*PROVIDED DATA*
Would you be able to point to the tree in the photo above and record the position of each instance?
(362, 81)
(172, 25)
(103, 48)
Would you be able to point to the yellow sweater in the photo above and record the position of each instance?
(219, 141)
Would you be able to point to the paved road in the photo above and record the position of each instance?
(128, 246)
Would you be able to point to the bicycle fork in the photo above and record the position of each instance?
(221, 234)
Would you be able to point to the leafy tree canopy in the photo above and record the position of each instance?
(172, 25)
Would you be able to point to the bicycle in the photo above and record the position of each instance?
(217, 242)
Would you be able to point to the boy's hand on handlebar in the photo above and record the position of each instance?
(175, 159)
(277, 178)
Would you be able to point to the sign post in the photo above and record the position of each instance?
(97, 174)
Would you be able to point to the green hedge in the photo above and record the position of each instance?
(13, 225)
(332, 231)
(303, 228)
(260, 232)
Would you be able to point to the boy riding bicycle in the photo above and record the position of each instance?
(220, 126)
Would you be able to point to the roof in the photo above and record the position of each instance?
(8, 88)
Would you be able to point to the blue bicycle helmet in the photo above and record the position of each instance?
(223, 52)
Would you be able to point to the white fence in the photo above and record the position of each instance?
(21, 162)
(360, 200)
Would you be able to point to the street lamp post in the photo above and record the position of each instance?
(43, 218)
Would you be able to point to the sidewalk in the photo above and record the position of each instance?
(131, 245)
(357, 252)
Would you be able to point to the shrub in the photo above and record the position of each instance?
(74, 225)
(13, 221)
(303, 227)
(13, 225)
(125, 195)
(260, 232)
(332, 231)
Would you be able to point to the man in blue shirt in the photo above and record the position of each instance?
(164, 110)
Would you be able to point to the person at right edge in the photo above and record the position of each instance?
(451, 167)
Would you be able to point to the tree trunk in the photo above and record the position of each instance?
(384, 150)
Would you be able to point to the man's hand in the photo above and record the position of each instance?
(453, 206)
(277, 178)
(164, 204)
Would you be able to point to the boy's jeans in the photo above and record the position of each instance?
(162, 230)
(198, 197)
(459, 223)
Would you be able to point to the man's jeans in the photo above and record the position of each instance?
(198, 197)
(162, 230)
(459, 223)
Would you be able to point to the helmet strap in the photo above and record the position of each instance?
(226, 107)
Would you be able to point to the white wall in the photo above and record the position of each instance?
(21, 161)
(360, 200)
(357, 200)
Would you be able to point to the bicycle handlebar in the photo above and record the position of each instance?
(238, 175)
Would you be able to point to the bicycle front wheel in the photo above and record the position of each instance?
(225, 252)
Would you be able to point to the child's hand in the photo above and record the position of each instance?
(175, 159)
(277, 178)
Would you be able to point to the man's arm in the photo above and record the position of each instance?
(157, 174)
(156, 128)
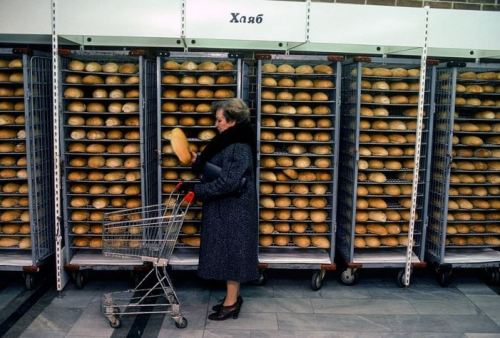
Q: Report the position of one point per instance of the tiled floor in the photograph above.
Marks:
(284, 307)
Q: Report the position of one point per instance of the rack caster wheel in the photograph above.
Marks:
(444, 277)
(317, 279)
(493, 276)
(29, 281)
(181, 324)
(262, 280)
(400, 279)
(349, 276)
(115, 323)
(80, 279)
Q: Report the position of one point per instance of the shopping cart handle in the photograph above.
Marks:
(189, 198)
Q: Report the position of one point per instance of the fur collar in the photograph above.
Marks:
(241, 133)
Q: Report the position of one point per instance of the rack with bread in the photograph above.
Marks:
(102, 144)
(298, 121)
(378, 142)
(106, 141)
(15, 230)
(188, 85)
(26, 234)
(469, 204)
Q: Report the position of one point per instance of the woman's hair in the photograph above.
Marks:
(233, 109)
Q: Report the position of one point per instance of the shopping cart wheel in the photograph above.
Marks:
(349, 276)
(29, 281)
(80, 279)
(444, 276)
(262, 280)
(492, 276)
(317, 279)
(115, 323)
(400, 279)
(181, 323)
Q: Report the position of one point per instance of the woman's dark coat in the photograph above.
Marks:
(229, 232)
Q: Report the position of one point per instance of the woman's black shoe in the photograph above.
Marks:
(218, 306)
(226, 312)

*WHAT IS NEEDED*
Leave the pictures out and write out every entry exactly as given.

*WRITTEN REPLY*
Would you be able to point to the tree in the photo above and record the position of each instance?
(362, 81)
(172, 25)
(103, 48)
Would you be able to point to the yellow sweater in the photo above and record the position of each instance?
(219, 141)
Would you be able to point to the paved road in the photo above and record the position of each instance?
(128, 246)
Would you be able to point to the bicycle fork in the photo above and record the position of each instance?
(221, 234)
Would you be able to point to the leafy tree canopy in the photo above and record the position of each instance?
(172, 25)
Would you be able to point to the bicycle in the photo above and record the position of each instance?
(217, 242)
Would you be able to point to the boy's hand on handlebar in the photo above and record the position of each instance?
(175, 159)
(277, 178)
Would you be able to point to the sign post in the photo above and record the position of each instance?
(97, 174)
Would you be able to point to the green hedge in the photo above and record the position of each instance?
(13, 225)
(332, 231)
(303, 228)
(260, 232)
Would you be able to point to the boy riding bicycle in the photo above and record the position of each instance?
(220, 126)
Would you be able to point to the roof in the photo above and record the position of each instance?
(8, 88)
Would you be able to point to the blue bicycle helmet in the photo above and record the position of each instance?
(223, 52)
Would you be able to point to the white fence in the photo above and record the position of each instance?
(21, 162)
(360, 200)
Would you be able to point to the street lamp post in the photo above and record the position of each instance?
(43, 218)
Would you be able to point to the sidewalk in the photo above and record the position of each instance?
(131, 245)
(357, 252)
Would you be able to point to the shrub in the photo above and record the position of each instance?
(74, 225)
(13, 221)
(303, 227)
(13, 225)
(125, 195)
(260, 232)
(332, 231)
Would you be able to point to the man in blue shirt in the photo above and record the position of each instance?
(164, 110)
Would you be able to point to the person at right edge in the photo above and record the position of each instance?
(451, 167)
Would you be able to point to the tree trunk in the photo above and record the position of each instance?
(384, 150)
Would you be able to point to the man's hand in the photo above and record the position of each instance?
(453, 206)
(277, 178)
(164, 204)
Would you be able to point to the boy's jeans in the photo above and record the position of each instance?
(162, 230)
(198, 197)
(459, 223)
Would you be able to point to the man's jeans in the photo above and record the position of each instance?
(198, 197)
(162, 230)
(459, 223)
Would you be able to point to the helmet strap in the photo above and record the position of each instance?
(226, 107)
Would you be able to point to the white wall in the photo above and record the position of each instance?
(21, 161)
(360, 200)
(357, 200)
Would you be able to point to the bicycle handlebar in the photo above and record the position of each instance?
(238, 175)
Would you be able to point to the bicycle front wheel in the photo above and record the position of each instance?
(225, 252)
Would you be able to point to the child's hand in the photo above and record the position of each instance?
(175, 159)
(277, 178)
Would you be able to point to the man's arm in the photo above and record the position of each instance?
(157, 174)
(156, 128)
Q: Report the position of one point per instance of the tiled floor in the photograph above.
Marks:
(284, 307)
Q: Report the position of one point per instance of the rack caster wheel in the photograph above.
Marks:
(444, 277)
(317, 279)
(493, 276)
(29, 281)
(181, 324)
(262, 280)
(400, 279)
(349, 276)
(115, 323)
(80, 279)
Q: Report the position of one point per instance of the shopping cart handle in the photograph above.
Marks:
(189, 198)
Q: Report the position of one point per instance of the fur collar in the photograph above.
Marks:
(241, 133)
Q: Report the position of one point per instance of the rack with bread in the photograph above.
Marks:
(102, 144)
(298, 121)
(378, 142)
(106, 141)
(15, 230)
(188, 85)
(26, 234)
(469, 204)
Q: Report the position of one point per instance of the woman's hair in the photograph above.
Marks:
(233, 109)
Q: Report the position of one point per instance of the shopping cart wheel in the photograph above.
Marks:
(349, 276)
(29, 281)
(80, 279)
(444, 276)
(262, 280)
(492, 276)
(317, 279)
(115, 323)
(400, 279)
(181, 323)
Q: Report the position of one point per instance of the woman's dark coat in the photograph above.
Marks:
(229, 232)
Q: Report the position of one point per instance of the woman's black shoe in the photograph above.
Marks:
(218, 306)
(226, 312)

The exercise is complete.